■ Objective 1 ■
Among the rows below the blog post, reproduce word for word those starting with the line containing "Query: metal pipe" and going on through the final row.

* Begin Source passage *

Thursday, December 22, 2016

797. McConnell, Trump, and coal. Nixon goes to China.

Senator McConnell, recent Kentucky history, and a prediction on President Trump and the coal voters. 

Earlier today my high school friend, a conservative voter but one who'll vote a Third Party when pressed, explained to another high school friend, like me a Liberal Democrat, that one problem with Kentucky is we have a number of uninformed, ignorant, and one issue voters - her words, not mine. I couldn't agree more although we may disagree on which voters are which. But is this news? Is it news that we're finally showing up as a Red State? Neither is news. It must be said that Kentucky is a Red State and has been for some time even though we've just gotten around to electing a Republican governor last year and turned out our Democratic House this year. The truth is we've been Red since the 1990s. (Being Red appears to be popular right now in more ways than one.) The growth in voter identity (as opposed to registration) between 1996 and 2016 has almost entirely been in the GOP column.

If you look at the presidential numbers starting with Bill Clinton in 1992 and whoever the Republican has been, the Democrats have gotten about the same number of votes for 24 years, around the 700K mark, while the GOP candidates have increased up to about 1M. So that isn't an anti-Hillary or anti-Obama vote but is rather a change in values, or is it? The Democrats' last bit of strength in our state, outside of Louisville, Lexington, and sometimes Frankfort, was in coal country in Prestonsburg and Pikeville in the east and Owensboro and Henderson in the west. Only Henderson remains nominally Democratic, but it is both a natural gas town and a coal town. President Obama and Hillary Clinton's EPA policies, policies started by President Nixon I'll note, finally took their toll. But the voters believe coal is alive. It isn't. It is dying or dead, especially the type mined in eastern Kentucky.

* End Source passage *

■ Objective 2 ■
Condense the blog post's paragraph beginning "If you look at the presidential numbers" into a shorter version that keeps its main facts.

* Begin Data extract *

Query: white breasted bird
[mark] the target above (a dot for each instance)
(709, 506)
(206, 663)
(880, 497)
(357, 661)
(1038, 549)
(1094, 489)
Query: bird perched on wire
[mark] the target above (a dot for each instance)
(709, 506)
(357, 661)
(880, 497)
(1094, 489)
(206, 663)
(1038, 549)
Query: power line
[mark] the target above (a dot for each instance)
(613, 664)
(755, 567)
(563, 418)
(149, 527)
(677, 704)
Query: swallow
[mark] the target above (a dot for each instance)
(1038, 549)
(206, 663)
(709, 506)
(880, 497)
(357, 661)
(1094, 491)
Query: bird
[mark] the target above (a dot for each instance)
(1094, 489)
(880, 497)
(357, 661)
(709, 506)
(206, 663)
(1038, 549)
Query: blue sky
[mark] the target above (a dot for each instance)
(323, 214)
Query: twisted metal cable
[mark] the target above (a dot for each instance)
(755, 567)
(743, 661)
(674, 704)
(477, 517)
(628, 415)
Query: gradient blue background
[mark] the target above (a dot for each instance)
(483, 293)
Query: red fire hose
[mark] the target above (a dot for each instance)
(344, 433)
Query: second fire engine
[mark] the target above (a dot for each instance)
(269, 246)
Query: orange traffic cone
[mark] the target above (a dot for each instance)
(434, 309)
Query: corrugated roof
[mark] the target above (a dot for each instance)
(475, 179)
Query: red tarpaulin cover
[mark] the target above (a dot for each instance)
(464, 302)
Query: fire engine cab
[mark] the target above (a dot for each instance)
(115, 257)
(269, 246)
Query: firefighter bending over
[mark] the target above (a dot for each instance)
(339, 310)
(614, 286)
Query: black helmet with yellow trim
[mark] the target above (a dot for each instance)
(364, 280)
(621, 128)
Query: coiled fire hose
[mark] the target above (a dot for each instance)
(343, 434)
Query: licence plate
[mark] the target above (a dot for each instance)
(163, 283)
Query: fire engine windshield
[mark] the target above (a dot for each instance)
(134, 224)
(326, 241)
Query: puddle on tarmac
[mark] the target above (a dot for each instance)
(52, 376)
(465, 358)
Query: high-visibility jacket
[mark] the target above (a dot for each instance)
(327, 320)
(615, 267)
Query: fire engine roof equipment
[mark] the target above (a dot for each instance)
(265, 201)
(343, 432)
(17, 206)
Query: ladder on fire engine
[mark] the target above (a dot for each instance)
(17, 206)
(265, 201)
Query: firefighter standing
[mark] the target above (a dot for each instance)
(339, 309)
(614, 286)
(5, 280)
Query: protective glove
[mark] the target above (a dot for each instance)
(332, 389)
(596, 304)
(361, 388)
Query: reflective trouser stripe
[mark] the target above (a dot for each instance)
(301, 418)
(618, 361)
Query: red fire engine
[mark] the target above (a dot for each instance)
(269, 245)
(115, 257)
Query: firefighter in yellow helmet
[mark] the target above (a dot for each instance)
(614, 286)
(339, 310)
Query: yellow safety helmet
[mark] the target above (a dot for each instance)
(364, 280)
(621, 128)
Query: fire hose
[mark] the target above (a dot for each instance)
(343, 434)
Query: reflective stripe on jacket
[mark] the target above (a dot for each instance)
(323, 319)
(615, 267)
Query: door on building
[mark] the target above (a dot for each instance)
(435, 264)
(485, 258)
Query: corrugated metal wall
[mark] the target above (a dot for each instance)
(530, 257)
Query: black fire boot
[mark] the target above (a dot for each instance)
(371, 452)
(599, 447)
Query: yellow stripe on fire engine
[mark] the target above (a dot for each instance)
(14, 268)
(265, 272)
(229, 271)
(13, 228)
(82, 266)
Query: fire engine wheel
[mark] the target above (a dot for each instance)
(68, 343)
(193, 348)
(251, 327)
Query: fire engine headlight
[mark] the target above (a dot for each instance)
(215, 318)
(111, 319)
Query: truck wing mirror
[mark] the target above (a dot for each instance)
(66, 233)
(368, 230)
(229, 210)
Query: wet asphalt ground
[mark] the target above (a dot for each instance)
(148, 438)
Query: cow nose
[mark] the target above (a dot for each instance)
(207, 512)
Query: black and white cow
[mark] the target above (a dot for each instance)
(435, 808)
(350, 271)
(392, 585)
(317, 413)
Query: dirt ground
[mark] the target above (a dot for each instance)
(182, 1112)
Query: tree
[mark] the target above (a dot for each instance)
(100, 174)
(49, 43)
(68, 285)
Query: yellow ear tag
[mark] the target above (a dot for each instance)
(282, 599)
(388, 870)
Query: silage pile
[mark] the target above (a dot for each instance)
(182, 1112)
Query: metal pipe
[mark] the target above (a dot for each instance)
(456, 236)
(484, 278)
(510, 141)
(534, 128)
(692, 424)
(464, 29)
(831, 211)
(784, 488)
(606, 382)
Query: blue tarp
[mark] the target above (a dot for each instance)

* End Data extract *

■ Written response 1 ■
Query: metal pipe
[mark] the target above (a dot for each instance)
(456, 236)
(484, 278)
(510, 141)
(534, 128)
(692, 424)
(464, 29)
(831, 211)
(784, 488)
(606, 382)
Query: blue tarp
[mark] the target above (a dot for each instance)

■ Written response 2 ■
Since Bill Clinton in 1992, Democratic presidential candidates in Kentucky have drawn about the same 700K votes for 24 years, while Republican candidates have climbed to about 1M. That points to a change in values rather than a vote against Hillary Clinton or Obama, though the writer questions even that. Outside Louisville, Lexington, and sometimes Frankfort, the Democrats' last strength lay in coal country: Prestonsburg and Pikeville in the east, Owensboro and Henderson in the west. Only Henderson, a natural gas and coal town, remains nominally Democratic. The EPA policies of President Obama and Hillary Clinton, which began under President Nixon, finally took their toll. Voters believe coal is alive, but it is dying or dead, especially the kind mined in eastern Kentucky.